### [Task instructions]
Copy the data below verbatim, leaving out the pictures.

Object position labeling data
----------------
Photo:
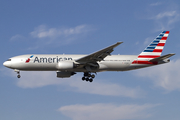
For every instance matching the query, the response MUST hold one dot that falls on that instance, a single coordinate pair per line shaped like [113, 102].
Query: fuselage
[49, 62]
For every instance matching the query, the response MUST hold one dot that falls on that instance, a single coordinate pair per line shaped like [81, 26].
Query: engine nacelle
[65, 65]
[64, 74]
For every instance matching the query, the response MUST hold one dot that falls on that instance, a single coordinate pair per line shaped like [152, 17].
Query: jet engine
[64, 74]
[65, 65]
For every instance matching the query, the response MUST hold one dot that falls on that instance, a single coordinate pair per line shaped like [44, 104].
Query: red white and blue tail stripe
[153, 50]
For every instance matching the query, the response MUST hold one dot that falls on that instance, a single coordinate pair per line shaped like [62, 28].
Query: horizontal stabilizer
[162, 57]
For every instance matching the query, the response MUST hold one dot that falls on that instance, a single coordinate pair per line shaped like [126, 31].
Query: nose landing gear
[18, 72]
[88, 76]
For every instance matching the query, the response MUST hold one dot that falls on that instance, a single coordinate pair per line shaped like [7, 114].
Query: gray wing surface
[162, 57]
[99, 55]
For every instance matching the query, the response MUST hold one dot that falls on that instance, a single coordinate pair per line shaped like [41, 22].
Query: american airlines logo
[50, 59]
[27, 61]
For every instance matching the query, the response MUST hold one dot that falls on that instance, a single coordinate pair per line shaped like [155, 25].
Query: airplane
[102, 60]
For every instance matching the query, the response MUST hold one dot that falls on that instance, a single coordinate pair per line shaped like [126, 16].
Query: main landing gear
[88, 76]
[18, 72]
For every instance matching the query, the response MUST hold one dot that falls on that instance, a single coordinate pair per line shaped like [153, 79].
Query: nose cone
[7, 64]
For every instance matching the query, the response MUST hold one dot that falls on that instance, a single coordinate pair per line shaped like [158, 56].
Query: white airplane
[102, 60]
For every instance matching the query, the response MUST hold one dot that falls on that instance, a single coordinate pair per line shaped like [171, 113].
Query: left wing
[99, 55]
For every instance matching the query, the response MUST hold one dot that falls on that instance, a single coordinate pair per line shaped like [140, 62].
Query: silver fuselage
[49, 62]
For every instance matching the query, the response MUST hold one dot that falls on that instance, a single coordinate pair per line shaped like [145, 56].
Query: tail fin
[155, 49]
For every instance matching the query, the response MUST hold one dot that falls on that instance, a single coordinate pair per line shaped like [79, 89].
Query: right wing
[162, 57]
[99, 55]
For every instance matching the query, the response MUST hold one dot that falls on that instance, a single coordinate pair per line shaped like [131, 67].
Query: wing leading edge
[99, 55]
----------------
### [Result for this task]
Photo:
For every instance matching the query, the response MUST hold one dot that falls on that instance, a single coordinate pair per line shaped like [113, 102].
Query: fuselage
[49, 62]
For every instance matching the query, the response MUST hold one dot that falls on that instance, a single coordinate pair per line shaped like [81, 26].
Query: engine nacelle
[65, 65]
[64, 74]
For every instance matching the query, the response MUST hold one dot that falls on that instance, a single coordinate pair per line shaped like [152, 17].
Query: jet engine
[64, 74]
[65, 65]
For every instance matching the query, the response MUST hold one dot that falls on that instance, a single coordinate pair per line shaped like [44, 104].
Query: red white and blue tail stripe
[153, 50]
For every instance matching the query, the response MUST hold one dot that falls on that instance, a single coordinate pair per line shaped like [62, 28].
Query: horizontal stabilizer
[162, 57]
For every instance matching the query, the response MUST hold one dot that falls on that instance, a single coordinate pair per line shaped like [126, 31].
Query: nose landing gear
[18, 72]
[88, 76]
For every instance matching the query, the response MUST hold one dot that falls on that instance, a single coordinate pair per line shaped like [7, 114].
Query: gray wing surface
[162, 57]
[99, 55]
For every instance matching the query, the response MUST hold one dot that falls on that instance, a single coordinate pair per line shaped like [41, 22].
Query: american airlines logo
[50, 59]
[27, 61]
For every instance matching the query, the response MUST hold one dot that falls on that instance, a single coordinate pair per line shaped like [155, 25].
Query: airplane
[102, 60]
For every instance matching the query, the response MUST hold one dot that falls on that instance, a single coordinate pair per line shaped like [126, 16].
Query: main landing gear
[88, 76]
[18, 72]
For every instance matching the query, the response MUST hold one dot that falls on that instance, a single coordinate pair per line shaped like [153, 79].
Query: nose cone
[7, 64]
For every instance matching the query, the response MUST hold one dot that falls on that instance, a single coordinate pair per line shaped like [158, 56].
Query: white airplane
[102, 60]
For every instance matching the query, the response MUST hold one dot that falls on that instance, a single coordinate pair per line shaped like [171, 113].
Query: left wing
[99, 55]
For every instance matching the query, the response MUST hold one dot that falls on that instance, a single coordinate pair per line shaped like [140, 62].
Query: silver fuselage
[49, 62]
For every instance matching the query, the response MUST hold one dot that falls on that instance, a single coordinate pair per line shaped like [145, 56].
Query: tail fin
[155, 49]
For every instance matching the query, the response MUST hold one dot that falls on that instance, a single coordinate pair per line shaped like [79, 89].
Query: right wing
[162, 57]
[99, 55]
For every instance matching the query, the response MUST hold one dot that falls on that instance, a single coordinate pair per line shaped like [131, 67].
Query: wing leading edge
[99, 55]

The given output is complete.